Excerpted data:
********

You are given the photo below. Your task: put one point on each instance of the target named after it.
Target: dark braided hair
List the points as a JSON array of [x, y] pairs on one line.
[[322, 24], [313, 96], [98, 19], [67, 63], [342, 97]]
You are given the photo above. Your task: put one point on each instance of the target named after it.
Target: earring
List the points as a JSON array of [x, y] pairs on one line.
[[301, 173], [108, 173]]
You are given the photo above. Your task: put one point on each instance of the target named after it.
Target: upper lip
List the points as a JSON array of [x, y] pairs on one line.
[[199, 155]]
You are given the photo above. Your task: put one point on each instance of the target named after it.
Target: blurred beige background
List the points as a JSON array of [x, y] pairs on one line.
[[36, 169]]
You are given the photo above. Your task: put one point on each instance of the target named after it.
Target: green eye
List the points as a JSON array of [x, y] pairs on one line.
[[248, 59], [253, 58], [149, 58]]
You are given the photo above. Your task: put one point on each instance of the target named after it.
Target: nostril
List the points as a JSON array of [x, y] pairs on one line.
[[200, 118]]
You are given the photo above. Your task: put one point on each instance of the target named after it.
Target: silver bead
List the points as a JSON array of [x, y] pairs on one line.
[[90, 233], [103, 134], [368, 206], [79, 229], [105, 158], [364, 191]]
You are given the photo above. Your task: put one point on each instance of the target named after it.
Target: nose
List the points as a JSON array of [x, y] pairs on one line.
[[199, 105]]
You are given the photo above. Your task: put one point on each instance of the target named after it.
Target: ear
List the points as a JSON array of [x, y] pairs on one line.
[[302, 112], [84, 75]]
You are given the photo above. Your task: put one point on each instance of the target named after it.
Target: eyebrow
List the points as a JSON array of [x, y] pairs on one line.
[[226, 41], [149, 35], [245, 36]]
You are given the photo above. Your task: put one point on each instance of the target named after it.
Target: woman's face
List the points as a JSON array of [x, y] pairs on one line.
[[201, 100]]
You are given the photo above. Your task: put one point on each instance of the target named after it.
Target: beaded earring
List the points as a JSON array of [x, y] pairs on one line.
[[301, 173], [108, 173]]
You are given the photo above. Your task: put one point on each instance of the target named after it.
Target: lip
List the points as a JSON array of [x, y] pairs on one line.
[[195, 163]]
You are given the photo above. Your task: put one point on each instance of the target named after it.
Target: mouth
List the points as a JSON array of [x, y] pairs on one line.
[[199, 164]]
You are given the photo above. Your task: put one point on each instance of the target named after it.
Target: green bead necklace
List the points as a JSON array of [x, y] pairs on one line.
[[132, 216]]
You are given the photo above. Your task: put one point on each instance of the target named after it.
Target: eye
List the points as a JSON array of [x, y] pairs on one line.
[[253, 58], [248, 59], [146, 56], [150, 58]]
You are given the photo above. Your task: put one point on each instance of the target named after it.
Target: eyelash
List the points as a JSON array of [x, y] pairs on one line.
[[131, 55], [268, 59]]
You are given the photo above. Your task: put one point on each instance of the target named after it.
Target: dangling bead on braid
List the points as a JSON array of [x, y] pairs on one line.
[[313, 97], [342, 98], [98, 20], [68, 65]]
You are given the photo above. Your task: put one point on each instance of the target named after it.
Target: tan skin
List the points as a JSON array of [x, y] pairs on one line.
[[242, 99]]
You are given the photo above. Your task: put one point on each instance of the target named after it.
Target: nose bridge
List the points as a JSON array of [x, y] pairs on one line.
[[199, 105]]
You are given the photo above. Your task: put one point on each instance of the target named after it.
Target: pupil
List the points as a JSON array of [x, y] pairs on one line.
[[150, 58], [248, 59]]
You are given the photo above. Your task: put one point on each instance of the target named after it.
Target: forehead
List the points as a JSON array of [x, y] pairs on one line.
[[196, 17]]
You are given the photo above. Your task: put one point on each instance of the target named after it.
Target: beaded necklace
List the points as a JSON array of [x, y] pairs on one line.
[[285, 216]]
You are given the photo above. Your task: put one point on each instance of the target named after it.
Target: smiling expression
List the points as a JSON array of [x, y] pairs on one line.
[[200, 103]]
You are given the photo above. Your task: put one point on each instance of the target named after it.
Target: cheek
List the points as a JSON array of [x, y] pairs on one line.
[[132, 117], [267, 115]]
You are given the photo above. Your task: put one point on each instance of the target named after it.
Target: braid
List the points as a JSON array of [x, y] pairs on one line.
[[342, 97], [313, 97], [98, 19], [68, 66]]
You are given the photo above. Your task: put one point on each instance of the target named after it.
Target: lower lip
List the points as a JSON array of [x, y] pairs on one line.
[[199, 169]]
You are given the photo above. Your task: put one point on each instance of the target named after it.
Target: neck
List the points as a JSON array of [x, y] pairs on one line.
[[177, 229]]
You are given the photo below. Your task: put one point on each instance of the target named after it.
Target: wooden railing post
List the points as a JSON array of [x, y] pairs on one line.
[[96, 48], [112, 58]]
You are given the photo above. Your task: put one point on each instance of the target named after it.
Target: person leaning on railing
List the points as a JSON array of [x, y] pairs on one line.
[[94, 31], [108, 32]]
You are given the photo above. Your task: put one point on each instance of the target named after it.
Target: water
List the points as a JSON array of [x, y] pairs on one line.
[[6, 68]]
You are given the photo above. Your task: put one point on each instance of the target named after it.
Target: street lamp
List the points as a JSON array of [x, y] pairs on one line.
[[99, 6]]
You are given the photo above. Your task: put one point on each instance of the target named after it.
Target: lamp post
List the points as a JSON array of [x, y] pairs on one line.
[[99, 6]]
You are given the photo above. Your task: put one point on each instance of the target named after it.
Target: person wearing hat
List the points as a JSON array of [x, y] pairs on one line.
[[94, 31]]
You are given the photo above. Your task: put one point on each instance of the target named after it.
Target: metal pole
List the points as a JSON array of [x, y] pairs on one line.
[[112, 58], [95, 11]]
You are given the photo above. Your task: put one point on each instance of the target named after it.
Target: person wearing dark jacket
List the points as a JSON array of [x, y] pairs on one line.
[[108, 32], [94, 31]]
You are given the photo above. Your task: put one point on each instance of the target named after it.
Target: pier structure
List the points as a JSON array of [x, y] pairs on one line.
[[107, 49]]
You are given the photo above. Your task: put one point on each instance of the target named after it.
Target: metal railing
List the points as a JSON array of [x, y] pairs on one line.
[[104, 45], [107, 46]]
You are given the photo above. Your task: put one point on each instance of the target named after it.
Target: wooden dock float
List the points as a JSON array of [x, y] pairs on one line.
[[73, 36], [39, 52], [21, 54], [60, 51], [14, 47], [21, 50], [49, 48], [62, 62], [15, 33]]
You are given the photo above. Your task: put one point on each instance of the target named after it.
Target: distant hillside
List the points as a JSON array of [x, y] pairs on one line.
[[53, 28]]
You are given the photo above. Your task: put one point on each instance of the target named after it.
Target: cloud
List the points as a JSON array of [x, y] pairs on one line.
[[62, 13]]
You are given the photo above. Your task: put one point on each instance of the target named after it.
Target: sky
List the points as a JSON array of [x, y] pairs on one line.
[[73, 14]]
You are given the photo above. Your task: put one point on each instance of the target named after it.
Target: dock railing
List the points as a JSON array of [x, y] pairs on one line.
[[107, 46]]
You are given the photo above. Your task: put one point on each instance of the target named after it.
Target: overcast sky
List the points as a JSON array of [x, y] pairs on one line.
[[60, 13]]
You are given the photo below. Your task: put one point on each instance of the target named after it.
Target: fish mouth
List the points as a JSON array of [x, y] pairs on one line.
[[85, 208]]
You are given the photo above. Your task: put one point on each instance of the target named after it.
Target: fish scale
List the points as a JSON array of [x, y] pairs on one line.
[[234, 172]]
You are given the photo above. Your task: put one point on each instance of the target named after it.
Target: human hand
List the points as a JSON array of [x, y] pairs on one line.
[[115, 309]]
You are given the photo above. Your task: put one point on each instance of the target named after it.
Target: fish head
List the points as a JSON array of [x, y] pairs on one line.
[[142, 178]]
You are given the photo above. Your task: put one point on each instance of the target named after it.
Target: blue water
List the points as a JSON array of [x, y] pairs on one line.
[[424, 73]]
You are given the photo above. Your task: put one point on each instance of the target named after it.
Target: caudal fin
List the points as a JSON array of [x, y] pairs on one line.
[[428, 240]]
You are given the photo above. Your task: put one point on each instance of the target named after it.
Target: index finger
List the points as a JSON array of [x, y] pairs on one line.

********

Task prompt:
Count the lines of the listing above that contain the word "person". Give only that number.

Result of the exercise:
3